## Selected excerpt
============

Special JIT support for FFI #14491

dstogov · 2024-06-06T21:46:01Z

No description provided.

dstogov · 2024-06-06T22:16:03Z

@iluuu1994 @nielsdos I would appreciate, if you could take a quick look over this, when you have time. If this is interesting for you - please, share your ideas.

This is a very initial PoC yet. It aims to generate optimized native code instead of generic calls to FFI callbacks. There are a lot of not solved questions:

JIT should generate FFI type guards (check that the FFI\CData type is the same as during trace recording and compilation)
most FFI types are not persistent. I didn't find an efficient way to implement FFI\CData type guards yet.
FFI array bounds checks are not implemented
It would be great to store pointers to FFI\CData in CPU registers and "unbox" the temporary FFI\CData objects
Guards, bounds checks and CData pointers loads should be moved out of the loops
Access to FFI structures and unions fields is not implemented
Access to FFI variables
Native code to call FFI functions
Native wrappers for FFI callbacks

Even in the current state this makes access to FFI Arrays more than 20 times faster. See the following example:

<?php
function ary3($n) {
  for ($i=0; $i<$n; $i++) {
    $X[$i] = $i + 1;
    $Y[$i] = 0;
  }
  for ($k=0; $k<1000; $k++) {
    for ($i=$n-1; $i>=0; $i--) {
      $Y[$i] += $X[$i];
    }
  }
  $last = $n-1;
  print "$Y[0] $Y[$last]\n";
}

function ary3_ffi($n) {
  $X = FFI::new("int[$n]");
  $Y = FFI::new("int[$n]");
  for ($i=0; $i<$n; $i++) {
    $X[$i] = $i + 1;
    $Y[$i] = 0;
  }
  for ($k=0; $k<1000; $k++) {
    for ($i=$n-1; $i>=0; $i--) {
      $Y[$i] += $X[$i];
    }
  }
  $last = $n-1;
  print "$Y[0] $Y[$last]\n";
}

/*****/

function gethrtime()
{
  $hrtime = hrtime();
  return (($hrtime[0]*1000000000 + $hrtime[1]) / 1000000000);
}

function start_test()
{
  ob_start();
  return gethrtime();
}

function end_test($start, $name)
{
  global $total;
  $end = gethrtime();
  ob_end_clean();
  $total += $end-$start;
  $num = number_format($end-$start,3);
  $pad = str_repeat(" ", 24-strlen($name)-strlen($num));

  echo $name.$pad.$num."\n";
  ob_start();
  return gethrtime();
}

function total()

============

## Written exercise A
Summarize the thread on JIT support for FFI in two sentences.
## Written exercise B
According to the thread on JIT support for FFI, how much faster does the current state of the work make access to FFI arrays?
## Written exercise C
Resume the thread on JIT support for FFI from the point where it stops.

## Record excerpts

============

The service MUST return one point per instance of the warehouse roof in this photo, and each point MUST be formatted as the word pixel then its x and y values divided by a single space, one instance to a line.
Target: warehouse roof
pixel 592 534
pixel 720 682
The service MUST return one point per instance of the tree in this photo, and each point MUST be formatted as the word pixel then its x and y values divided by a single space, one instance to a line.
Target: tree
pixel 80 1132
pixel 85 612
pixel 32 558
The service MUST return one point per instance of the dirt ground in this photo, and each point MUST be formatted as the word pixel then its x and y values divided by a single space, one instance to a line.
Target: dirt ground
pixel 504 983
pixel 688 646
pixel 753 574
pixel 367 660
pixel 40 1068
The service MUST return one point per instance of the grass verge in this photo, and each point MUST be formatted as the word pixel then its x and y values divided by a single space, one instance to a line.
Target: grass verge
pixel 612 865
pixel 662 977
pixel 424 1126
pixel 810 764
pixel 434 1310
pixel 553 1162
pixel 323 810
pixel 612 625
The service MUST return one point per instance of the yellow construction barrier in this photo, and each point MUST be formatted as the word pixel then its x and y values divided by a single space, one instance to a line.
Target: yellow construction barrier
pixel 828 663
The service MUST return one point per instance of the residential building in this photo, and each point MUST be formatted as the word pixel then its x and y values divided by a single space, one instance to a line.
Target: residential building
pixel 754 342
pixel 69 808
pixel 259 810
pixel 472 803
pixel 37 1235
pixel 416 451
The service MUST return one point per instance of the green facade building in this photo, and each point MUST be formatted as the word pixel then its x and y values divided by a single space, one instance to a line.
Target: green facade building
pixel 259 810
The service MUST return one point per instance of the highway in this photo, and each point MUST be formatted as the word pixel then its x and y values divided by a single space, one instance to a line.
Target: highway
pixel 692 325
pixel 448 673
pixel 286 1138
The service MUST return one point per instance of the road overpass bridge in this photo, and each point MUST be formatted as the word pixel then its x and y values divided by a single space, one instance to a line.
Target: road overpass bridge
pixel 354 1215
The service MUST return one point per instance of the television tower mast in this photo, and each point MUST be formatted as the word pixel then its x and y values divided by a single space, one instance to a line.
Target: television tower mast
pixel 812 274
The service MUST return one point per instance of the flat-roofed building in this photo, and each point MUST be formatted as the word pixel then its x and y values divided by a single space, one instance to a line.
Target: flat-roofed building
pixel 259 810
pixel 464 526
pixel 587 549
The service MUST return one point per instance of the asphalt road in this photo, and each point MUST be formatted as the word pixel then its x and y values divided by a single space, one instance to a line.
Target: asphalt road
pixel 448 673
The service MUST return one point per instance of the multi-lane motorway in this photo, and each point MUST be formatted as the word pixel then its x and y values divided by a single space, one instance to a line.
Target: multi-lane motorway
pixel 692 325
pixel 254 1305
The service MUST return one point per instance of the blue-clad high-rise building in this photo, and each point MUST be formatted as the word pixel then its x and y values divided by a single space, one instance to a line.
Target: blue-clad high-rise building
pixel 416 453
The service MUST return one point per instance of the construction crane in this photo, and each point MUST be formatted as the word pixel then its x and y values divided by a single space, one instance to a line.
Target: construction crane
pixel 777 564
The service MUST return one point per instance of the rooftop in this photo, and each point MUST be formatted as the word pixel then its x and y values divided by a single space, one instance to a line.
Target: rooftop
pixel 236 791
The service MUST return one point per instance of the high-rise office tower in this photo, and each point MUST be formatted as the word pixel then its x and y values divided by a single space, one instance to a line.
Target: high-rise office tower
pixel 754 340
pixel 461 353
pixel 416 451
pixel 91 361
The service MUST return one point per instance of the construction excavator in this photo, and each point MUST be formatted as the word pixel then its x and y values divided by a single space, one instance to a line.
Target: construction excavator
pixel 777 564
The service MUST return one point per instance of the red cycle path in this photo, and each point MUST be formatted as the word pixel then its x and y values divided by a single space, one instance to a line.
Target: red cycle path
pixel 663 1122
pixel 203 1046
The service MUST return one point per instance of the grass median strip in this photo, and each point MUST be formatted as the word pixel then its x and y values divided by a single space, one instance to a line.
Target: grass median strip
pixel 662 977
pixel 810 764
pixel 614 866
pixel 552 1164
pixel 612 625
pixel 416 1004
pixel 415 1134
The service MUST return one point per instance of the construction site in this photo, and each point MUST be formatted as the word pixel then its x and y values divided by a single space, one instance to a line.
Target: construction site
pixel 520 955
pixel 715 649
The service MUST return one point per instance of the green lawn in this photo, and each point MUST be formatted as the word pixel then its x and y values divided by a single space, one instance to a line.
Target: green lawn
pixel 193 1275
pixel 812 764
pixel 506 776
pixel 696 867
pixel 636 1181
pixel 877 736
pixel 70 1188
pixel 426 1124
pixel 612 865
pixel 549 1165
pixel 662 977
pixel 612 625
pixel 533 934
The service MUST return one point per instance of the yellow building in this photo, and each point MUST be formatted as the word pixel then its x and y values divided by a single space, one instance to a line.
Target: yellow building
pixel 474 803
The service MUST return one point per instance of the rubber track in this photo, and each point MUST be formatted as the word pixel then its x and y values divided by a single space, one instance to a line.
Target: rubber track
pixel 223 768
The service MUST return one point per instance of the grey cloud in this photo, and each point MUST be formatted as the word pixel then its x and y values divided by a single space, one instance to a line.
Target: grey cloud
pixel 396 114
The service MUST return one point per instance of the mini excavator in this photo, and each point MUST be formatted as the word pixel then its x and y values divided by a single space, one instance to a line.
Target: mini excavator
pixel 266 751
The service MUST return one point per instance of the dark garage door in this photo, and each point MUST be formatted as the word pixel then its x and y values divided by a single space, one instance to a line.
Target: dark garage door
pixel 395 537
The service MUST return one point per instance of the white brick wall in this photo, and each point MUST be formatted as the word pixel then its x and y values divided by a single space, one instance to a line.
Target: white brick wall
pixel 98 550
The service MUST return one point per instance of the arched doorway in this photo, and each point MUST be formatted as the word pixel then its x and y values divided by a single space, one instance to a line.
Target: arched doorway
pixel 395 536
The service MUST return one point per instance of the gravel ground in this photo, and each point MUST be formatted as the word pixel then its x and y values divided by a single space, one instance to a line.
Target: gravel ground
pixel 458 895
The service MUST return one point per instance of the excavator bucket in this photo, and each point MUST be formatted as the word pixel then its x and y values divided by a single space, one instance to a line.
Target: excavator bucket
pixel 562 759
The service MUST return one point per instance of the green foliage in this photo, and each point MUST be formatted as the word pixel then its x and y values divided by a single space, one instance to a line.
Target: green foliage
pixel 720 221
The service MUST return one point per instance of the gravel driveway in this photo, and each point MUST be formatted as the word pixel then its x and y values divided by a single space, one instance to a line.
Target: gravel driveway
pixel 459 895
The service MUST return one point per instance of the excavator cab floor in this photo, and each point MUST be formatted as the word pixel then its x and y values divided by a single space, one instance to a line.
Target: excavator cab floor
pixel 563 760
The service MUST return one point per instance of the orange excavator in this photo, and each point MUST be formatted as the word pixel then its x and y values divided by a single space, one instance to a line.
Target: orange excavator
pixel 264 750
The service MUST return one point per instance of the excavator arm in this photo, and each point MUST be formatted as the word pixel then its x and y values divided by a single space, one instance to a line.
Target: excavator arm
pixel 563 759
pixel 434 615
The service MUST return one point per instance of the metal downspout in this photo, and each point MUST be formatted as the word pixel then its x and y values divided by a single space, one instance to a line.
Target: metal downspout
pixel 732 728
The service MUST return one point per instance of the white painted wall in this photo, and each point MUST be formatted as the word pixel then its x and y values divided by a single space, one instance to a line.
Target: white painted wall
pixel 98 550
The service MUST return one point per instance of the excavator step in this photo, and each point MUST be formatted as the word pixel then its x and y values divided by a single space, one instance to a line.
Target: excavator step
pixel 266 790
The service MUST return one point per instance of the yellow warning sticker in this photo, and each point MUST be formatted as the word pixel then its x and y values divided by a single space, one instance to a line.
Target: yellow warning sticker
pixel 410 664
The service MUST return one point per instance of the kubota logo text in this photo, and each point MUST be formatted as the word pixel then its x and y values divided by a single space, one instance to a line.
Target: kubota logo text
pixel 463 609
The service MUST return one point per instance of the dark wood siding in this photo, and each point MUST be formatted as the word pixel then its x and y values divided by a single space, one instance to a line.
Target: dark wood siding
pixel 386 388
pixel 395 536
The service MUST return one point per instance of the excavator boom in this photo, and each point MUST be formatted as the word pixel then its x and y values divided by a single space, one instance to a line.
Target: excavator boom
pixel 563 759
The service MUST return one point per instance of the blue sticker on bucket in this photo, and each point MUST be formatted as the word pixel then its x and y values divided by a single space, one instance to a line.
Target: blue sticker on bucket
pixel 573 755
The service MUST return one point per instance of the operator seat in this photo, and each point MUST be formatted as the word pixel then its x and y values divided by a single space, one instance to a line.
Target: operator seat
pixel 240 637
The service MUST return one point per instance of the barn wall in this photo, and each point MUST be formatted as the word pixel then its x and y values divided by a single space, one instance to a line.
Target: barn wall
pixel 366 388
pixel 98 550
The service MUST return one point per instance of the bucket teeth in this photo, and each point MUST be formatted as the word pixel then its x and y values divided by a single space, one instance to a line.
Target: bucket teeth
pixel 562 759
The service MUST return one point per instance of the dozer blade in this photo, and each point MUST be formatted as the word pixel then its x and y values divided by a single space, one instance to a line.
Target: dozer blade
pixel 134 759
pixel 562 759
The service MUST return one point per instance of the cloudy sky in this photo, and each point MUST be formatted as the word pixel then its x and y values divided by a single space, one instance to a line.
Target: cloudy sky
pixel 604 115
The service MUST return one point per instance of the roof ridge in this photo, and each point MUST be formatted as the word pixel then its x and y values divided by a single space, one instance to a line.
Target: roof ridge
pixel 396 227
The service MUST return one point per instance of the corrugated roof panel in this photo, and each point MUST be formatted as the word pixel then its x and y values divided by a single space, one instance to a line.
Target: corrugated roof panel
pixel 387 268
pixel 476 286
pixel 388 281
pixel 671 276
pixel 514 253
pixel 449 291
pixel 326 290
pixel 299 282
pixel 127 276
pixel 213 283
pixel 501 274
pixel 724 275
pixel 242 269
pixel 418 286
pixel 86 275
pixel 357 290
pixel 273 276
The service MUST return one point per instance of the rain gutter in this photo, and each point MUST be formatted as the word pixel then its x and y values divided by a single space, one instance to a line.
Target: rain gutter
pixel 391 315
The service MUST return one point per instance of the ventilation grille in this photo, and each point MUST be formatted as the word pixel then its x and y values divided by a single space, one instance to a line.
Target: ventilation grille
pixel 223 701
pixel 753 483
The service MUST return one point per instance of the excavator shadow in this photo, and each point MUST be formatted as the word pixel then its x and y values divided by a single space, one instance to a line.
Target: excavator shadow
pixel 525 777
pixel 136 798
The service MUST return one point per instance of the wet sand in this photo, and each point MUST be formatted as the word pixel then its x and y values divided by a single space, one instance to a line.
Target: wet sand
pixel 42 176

============

## Task output A
The author presents a very early proof of concept that aims to generate optimized native code instead of generic calls to FFI callbacks, and lists many unsolved questions, such as FFI type guards, array bounds checks, and access to structure and union fields. Even in this state, the change makes access to FFI arrays more than 20 times faster, which the author shows with an example script comparing an ordinary PHP array function to an FFI version.

## Task output B
More than 20 times faster.

## Task output C
{
  global $total;
  $pad = str_repeat("-", 24);
  echo $pad."\n";
  $num = number_format($total,3);
  $pad = str_repeat(" ", 24-strlen("Total")-strlen($num));
  echo "Total".$pad.$num."\n";
}

$t0 = $t = start_test();
ary3(200000);
$t = end_test($t, "ary3(200000)");
ary3_ffi(200000);
$t = end_test($t, "ary3_ffi(200000)");

bwoebi · 2024-06-07T11:08:10Z

I absolutely love the idea of JITting specific functions (like FFI here). It will also allow JITing some function calls completely away in future I hope.

I just think that the JIT should expose an API to JIT specific functions rather than the other way round, that extensions expose their internals to the JIT and it needs to be hardcoded in JIT then. That should likely scale better when more extensions find something JIT worthy.
I.e. the code doing the JITting of the FFI functions and operator overloads should live in ext/ffi.
I'm okay with not doing that right away, but I feel like JIT should become separate from opcache and have a proper public API eventually...

nielsdos · 2024-06-07T15:58:46Z

I like the idea. Extensions in PHP are often wrappers around C libraries, and by adding support for JIT specializations for FFI, it opens the door for creating extension-like functionality within PHP with reasonable overhead.

I think that LuaJIT does something similar with their FFI, but it's been a long time since I looked at that. Perhaps there are ideas there that we could use here too. I'm not sure.

I agree with Bob's comment, but it also seems like a lot more effort and difficulty (as he already pointed out).

most FFI types are not persistent. I didn't find an efficient way to implement FFI\CData type guards yet.

If I understand right, the problem is the following: In normal cases you'd compare the FFI type pointer in the guard, but because they are not persistent the pointers aren't a unique way of identifying the type (e.g. a type allocated later may reuse the same memory address). Furthermore, the type pointer may not always be dereferenced because it could have been freed.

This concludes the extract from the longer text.